* TASK GOAL
Omit all images. Write out the rest of the material exactly.

______________________________

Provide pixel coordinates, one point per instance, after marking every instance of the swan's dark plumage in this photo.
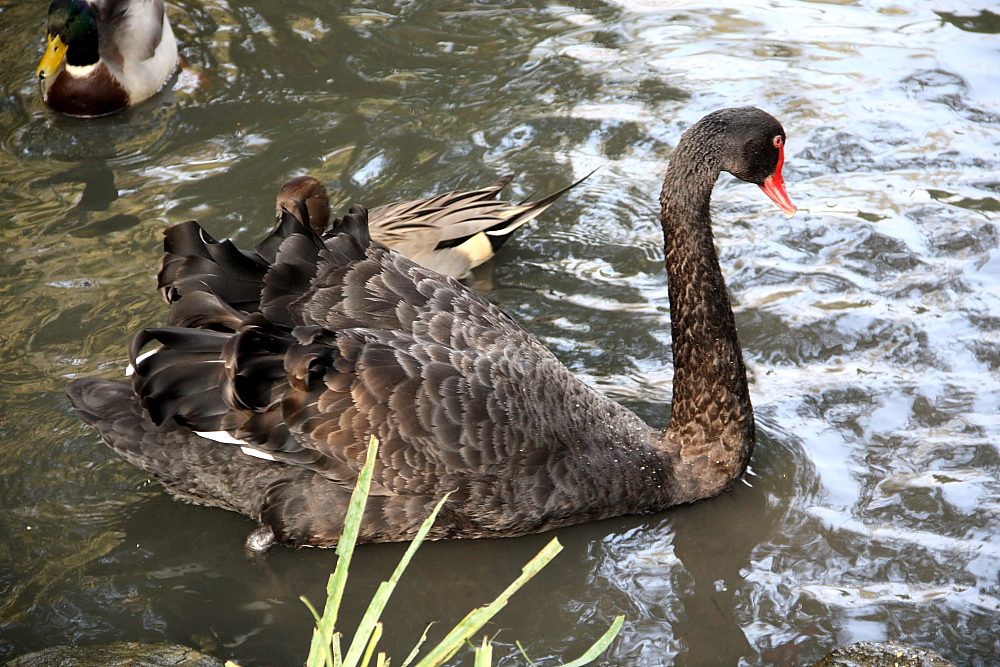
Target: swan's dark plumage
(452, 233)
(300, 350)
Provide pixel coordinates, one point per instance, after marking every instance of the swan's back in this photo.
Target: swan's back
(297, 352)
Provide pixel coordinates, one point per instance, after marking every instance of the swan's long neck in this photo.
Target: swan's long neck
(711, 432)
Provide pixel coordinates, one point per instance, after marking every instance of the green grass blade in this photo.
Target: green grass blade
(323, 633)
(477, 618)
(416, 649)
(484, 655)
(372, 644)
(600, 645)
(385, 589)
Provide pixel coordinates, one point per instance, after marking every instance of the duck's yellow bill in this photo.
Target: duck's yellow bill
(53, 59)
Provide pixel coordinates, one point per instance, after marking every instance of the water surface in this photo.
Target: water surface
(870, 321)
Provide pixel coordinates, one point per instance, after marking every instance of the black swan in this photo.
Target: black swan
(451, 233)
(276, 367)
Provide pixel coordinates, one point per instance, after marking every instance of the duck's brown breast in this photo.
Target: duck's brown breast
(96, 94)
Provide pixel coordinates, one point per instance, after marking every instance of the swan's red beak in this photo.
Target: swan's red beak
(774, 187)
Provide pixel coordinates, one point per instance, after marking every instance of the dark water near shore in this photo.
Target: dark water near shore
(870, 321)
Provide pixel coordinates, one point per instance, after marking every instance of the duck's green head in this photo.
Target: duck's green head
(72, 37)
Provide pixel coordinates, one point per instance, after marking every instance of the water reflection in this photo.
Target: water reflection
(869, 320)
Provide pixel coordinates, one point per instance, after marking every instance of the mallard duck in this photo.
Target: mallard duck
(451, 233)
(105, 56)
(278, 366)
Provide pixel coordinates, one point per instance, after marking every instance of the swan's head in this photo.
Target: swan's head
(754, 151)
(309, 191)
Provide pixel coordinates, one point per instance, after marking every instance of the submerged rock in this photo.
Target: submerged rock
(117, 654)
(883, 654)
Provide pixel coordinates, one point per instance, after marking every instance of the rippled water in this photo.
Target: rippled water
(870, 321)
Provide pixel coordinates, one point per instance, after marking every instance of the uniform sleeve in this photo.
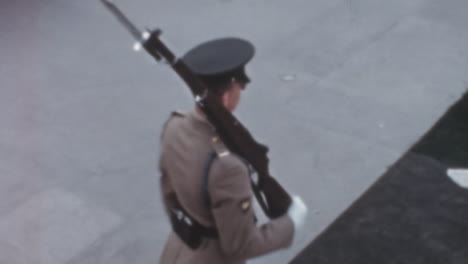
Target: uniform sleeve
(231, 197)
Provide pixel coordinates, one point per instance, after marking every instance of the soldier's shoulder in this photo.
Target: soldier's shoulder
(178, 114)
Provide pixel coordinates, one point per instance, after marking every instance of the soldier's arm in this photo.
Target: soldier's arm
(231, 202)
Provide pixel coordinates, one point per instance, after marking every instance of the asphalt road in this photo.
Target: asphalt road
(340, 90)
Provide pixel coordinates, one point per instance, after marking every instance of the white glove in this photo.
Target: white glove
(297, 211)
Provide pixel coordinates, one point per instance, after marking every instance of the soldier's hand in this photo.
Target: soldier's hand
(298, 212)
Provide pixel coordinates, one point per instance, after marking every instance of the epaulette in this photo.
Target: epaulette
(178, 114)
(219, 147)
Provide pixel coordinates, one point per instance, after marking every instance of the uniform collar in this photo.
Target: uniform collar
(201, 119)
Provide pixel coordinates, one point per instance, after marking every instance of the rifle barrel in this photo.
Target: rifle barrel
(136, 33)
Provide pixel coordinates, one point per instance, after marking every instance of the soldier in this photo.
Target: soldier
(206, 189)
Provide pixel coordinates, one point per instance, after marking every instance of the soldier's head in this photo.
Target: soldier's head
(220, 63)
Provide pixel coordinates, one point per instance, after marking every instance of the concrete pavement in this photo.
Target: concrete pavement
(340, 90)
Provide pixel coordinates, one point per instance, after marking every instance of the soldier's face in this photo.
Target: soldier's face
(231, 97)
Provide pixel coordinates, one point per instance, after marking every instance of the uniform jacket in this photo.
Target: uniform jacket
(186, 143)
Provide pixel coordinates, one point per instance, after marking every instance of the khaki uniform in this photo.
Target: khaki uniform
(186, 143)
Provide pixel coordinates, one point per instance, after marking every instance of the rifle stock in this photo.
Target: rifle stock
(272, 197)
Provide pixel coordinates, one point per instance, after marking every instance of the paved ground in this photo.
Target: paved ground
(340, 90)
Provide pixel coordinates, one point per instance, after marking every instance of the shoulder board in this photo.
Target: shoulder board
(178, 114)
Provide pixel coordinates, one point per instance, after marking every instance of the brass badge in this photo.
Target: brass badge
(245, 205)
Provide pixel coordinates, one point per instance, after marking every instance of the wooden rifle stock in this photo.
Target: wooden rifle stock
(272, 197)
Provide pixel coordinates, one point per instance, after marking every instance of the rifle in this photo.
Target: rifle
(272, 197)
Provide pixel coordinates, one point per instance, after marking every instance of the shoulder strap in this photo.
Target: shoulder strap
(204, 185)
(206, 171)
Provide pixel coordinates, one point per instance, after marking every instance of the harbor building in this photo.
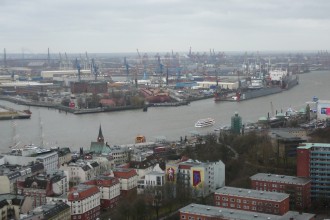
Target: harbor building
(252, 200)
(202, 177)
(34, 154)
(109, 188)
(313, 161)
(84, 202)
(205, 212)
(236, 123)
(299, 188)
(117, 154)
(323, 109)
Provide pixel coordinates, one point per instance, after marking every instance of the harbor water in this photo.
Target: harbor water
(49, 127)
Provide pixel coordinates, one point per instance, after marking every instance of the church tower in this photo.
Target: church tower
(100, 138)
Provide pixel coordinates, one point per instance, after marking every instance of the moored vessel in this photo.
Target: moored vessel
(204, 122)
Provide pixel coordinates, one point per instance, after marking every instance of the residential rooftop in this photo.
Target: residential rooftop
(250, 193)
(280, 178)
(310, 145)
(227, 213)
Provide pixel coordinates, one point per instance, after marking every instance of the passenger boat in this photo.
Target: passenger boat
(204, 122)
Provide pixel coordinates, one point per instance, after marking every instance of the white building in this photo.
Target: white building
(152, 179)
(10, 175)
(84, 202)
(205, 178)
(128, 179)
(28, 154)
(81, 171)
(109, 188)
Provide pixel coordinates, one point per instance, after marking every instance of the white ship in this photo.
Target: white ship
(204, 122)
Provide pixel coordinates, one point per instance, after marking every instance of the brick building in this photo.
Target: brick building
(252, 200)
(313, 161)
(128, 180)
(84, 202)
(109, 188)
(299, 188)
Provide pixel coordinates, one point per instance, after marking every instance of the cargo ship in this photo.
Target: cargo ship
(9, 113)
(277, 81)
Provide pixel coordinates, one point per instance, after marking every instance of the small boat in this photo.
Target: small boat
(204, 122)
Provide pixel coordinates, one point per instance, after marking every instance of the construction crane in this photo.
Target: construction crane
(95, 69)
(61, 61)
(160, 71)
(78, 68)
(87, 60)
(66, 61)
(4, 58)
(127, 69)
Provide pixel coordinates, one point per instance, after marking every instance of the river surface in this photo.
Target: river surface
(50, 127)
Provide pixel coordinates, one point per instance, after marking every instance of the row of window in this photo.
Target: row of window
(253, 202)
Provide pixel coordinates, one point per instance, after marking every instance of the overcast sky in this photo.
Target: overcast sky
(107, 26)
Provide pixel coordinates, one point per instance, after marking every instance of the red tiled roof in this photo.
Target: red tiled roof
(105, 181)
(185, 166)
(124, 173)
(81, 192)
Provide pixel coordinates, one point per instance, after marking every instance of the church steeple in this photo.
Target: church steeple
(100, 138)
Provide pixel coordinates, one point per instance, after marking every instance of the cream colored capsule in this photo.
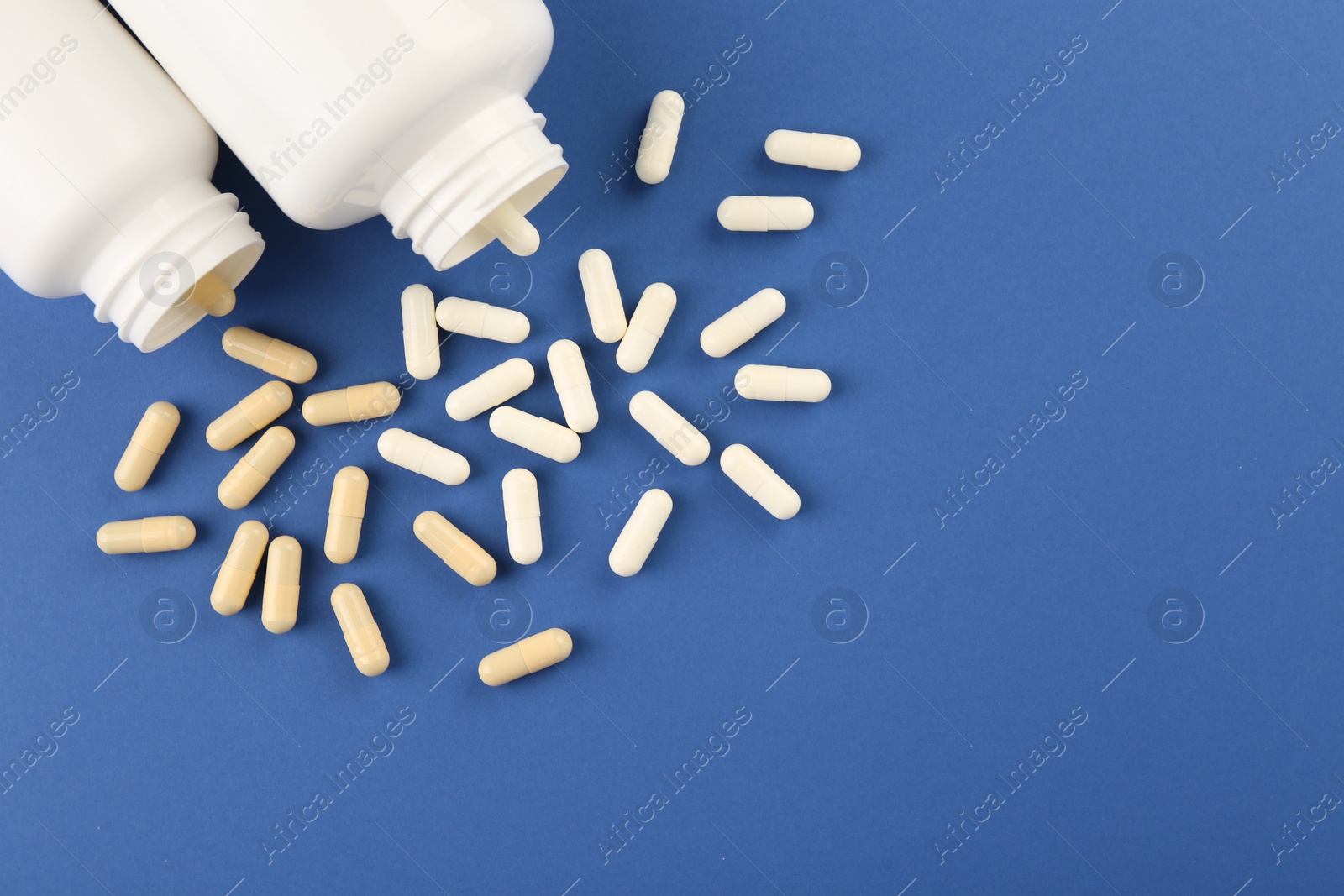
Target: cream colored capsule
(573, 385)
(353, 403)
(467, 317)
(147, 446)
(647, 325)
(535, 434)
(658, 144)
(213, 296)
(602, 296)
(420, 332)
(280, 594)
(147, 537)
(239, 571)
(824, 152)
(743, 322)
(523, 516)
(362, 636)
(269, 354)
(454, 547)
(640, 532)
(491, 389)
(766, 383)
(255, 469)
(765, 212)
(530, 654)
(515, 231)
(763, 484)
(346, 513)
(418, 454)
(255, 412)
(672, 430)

______________________________

* RESULT OF THIS EXERCISE
Provide pixel coordinates, one point per instance, after marking every instance of the swan's dark plumage in this photo.
Target: swan's dark plumage
(452, 233)
(300, 350)
Provide pixel coordinates, one point per instance, after marking every instance of the swan's back in this photo.
Target: swan's back
(297, 352)
Provide pixel coordinates, one point per instance, after marking every instance of the swan's long neck in this photo.
Target: swan's long neck
(711, 432)
Provide pixel coordinates, one point per instance, after marking every instance of the green grass blade in this photo.
Target: green grass blade
(323, 633)
(477, 618)
(416, 649)
(484, 655)
(372, 644)
(600, 645)
(385, 589)
Provide pixel coordinates, one point per instance, after marking every instance of the duck's yellow bill in this photo.
Target: duck's yellow bill
(53, 59)
Provide pixel coordinates, one point per instance, after marking every instance of the water surface in this photo.
Target: water surface
(870, 321)
Provide pixel coordinates, one point per instance, after marking every instance of the black swan in this photo.
Target: black swan
(451, 233)
(276, 367)
Provide pixel coordinates, one point per instance, after marking every instance of the duck's brown breast in this photo.
Target: duck's brown breast
(96, 94)
Provide pixel coordinates, one point per instance, after marking every instance of the swan's red beak in this photo.
Target: swan's red beak
(774, 187)
Provide pixel coordinates, one point per instance, after marking every instance of the dark water near shore in this photo.
Target: dark water near shore
(870, 321)
Provide pixel coordinates, one point per instance, after marking every instance of the duck's green head in this photo.
Target: duck's green head
(72, 37)
Provide pixel coordinates, one point per instance, after marking every instance of the water reflection in this photo.
Target: water reflection
(869, 320)
Provide pixel coordinates, one point per instance, after marking every instance of the mallard duck in this photo.
Target: mallard duck
(451, 233)
(105, 56)
(278, 366)
Provide pixel coordinates, one point per instance, after marking every instance of the swan's head in this photo.
Target: swan's head
(754, 151)
(309, 191)
Provide pixel coordinates, one point per instance, after marking every instance of the submerged rock in this photo.
Target: submerged rock
(117, 654)
(883, 654)
Provide pixel coordinates, one point per instance, after marking every instance of the rippled water in this photo.
Target: rippled water
(870, 321)
Provide pixel coordinates, one point per instance, after marking every instance of the uniform sleeve in this photo.
Target: uniform sleeve
(231, 197)
Provide pixel coordinates, one point per instance, after marking every instance of the soldier's shoulder in this photo.
Target: soldier's shoulder
(178, 114)
Provide pixel coordinates, one point per instance, after marking every instance of the soldier's arm in this photo.
Target: soldier's arm
(231, 202)
Provide pixel coordinates, one point per instance, after marking every instance of the asphalt road in this photo.
Target: asphalt road
(340, 90)
Provide pixel coordinates, one point per instance, after marking every instance of the white glove in this photo.
Target: white glove
(297, 211)
Provide pixel coordinates, one point per instance, after marking every instance of the soldier's hand in this photo.
Target: soldier's hand
(298, 212)
Provide pixel coordinates, one point per instance, after marking every instance of the epaulette in this photo.
Target: epaulette
(178, 114)
(219, 147)
Provide pixel coordinates, one point per instance, after marking every instance of the uniform collar in this photo.
Target: uniform collar
(201, 119)
Provide pixel coordinates, one point per instance, after marking every instance of the rifle barrel in this photo.
Target: rifle barrel
(136, 33)
Provide pixel coordinates, one point per instance, after marking every instance of the soldier in this photo.
Target: soldier
(206, 189)
Provide pixel coordinates, one point per instance, after marking every instance of the soldier's head in this photo.
Target: soldier's head
(220, 63)
Provide pixel coordinates, one point per instance, after marking every instance of the concrete pavement in this photo.
Target: concrete pavement
(340, 90)
Provide pixel coordinates, one point per instance, after marking every instance of the soldier's face in this photo.
Target: soldier's face
(231, 97)
Provide pixel coordinates, one point per instance, after marking every instance of the uniform jacket in this photo.
Target: uniform jacket
(186, 143)
Provide pixel coordinates, one point per instance, after marking every instance of the khaki uniform in this photo.
Target: khaki uniform
(186, 143)
Provide pixel coordinates, one point per instance, after marking every instance of the rifle stock in this photo.
Target: rifle stock
(272, 197)
Provide pixel coordinates, one point per instance, after marking every instance of the paved ground in this photo.
Target: paved ground
(340, 90)
Provide pixel coordinates, one point per instance, after marking every instance of the shoulder board in this photo.
Target: shoulder board
(178, 114)
Provide pixel coordinates, one point per instance, after marking every instance of the brass badge in this photo.
Target: brass badge
(245, 205)
Provide pixel coordinates, one point per instance, after marking every instance of the wooden rifle stock in this photo.
Target: wooden rifle stock
(272, 197)
Provide pixel coordinates, one point per instance, after marking every instance of the rifle in this photo.
Target: rifle
(272, 197)
Provide pixel coordinates, one point per instance, after marking every instance of the shoulder strap in this photo.
Target: shoulder strap
(204, 185)
(206, 171)
Provide pixel coordinates, one point per instance, after marking every instance of the harbor building in this photo.
Target: harbor building
(252, 200)
(202, 177)
(34, 154)
(109, 188)
(313, 161)
(84, 202)
(205, 212)
(236, 123)
(299, 188)
(117, 154)
(323, 109)
Provide pixel coordinates, one point per instance, after marking every instance of the harbor water in this photo.
Target: harbor water
(49, 127)
Provide pixel coordinates, one point per instance, after marking every instance of the church tower in this photo.
Target: church tower
(100, 138)
Provide pixel coordinates, one point per instance, after marking every instance of the moored vessel in this photo.
Target: moored vessel
(204, 122)
Provide pixel coordinates, one point per instance, after marking every instance of the residential rooftop in this photo.
Target: residential rooftop
(250, 193)
(280, 178)
(310, 145)
(227, 213)
Provide pixel coordinates, one point per instance, after marking every instance of the passenger boat in this photo.
Target: passenger boat
(204, 122)
Provide pixel coordinates, one point per instance, after marking every instance of the white building in this photo.
Target: white building
(152, 179)
(10, 175)
(84, 202)
(205, 178)
(128, 179)
(28, 154)
(81, 171)
(109, 188)
Provide pixel coordinates, one point per instance, after marking every instance of the white ship in this photo.
Target: white ship
(204, 122)
Provide pixel coordinates, one point per instance, after marking every instance of the brick building in this photo.
Target: brick building
(252, 200)
(313, 161)
(128, 180)
(84, 202)
(109, 188)
(299, 188)
Provide pixel coordinates, one point per instance, after marking every instance of the cargo ship in this photo.
Target: cargo ship
(9, 113)
(277, 81)
Provide pixel coordinates, one point per instance, after marking every instance of the small boat in this photo.
Target: small boat
(204, 122)
Provide pixel coordinates, one point per instance, after marking every instance of the construction crane in this photo.
Target: construction crane
(95, 69)
(61, 61)
(160, 71)
(78, 68)
(87, 60)
(66, 61)
(4, 58)
(127, 69)
Provide pixel coordinates, one point per instance, after marking every instance of the river surface in this photo.
Target: river surface
(50, 127)
Provide pixel coordinates, one point per instance, after marking every instance of the row of window in this photo.
Target: row of window
(253, 202)
Provide pixel coordinates, one point per instance, after marking every instance of the overcast sky in this photo.
Target: overcast sky
(107, 26)
Provide pixel coordinates, one point per instance, after marking every instance of the red tiled roof in this photo.
Target: red tiled roof
(105, 181)
(185, 166)
(124, 173)
(81, 192)
Provide pixel coordinates, one point per instance, after marking every instance of the church steeple in this photo.
Target: church steeple
(100, 138)
Provide pixel coordinates, one point per instance, after marking every instance of the cream colored capsule in this photo.
Target: cream colored capsule
(573, 385)
(353, 403)
(467, 317)
(147, 446)
(647, 325)
(535, 434)
(658, 144)
(213, 296)
(602, 296)
(420, 332)
(280, 594)
(147, 537)
(239, 571)
(824, 152)
(743, 322)
(523, 516)
(362, 636)
(269, 354)
(454, 547)
(640, 532)
(491, 389)
(766, 383)
(255, 469)
(765, 212)
(530, 654)
(515, 231)
(763, 484)
(346, 513)
(418, 454)
(255, 412)
(672, 430)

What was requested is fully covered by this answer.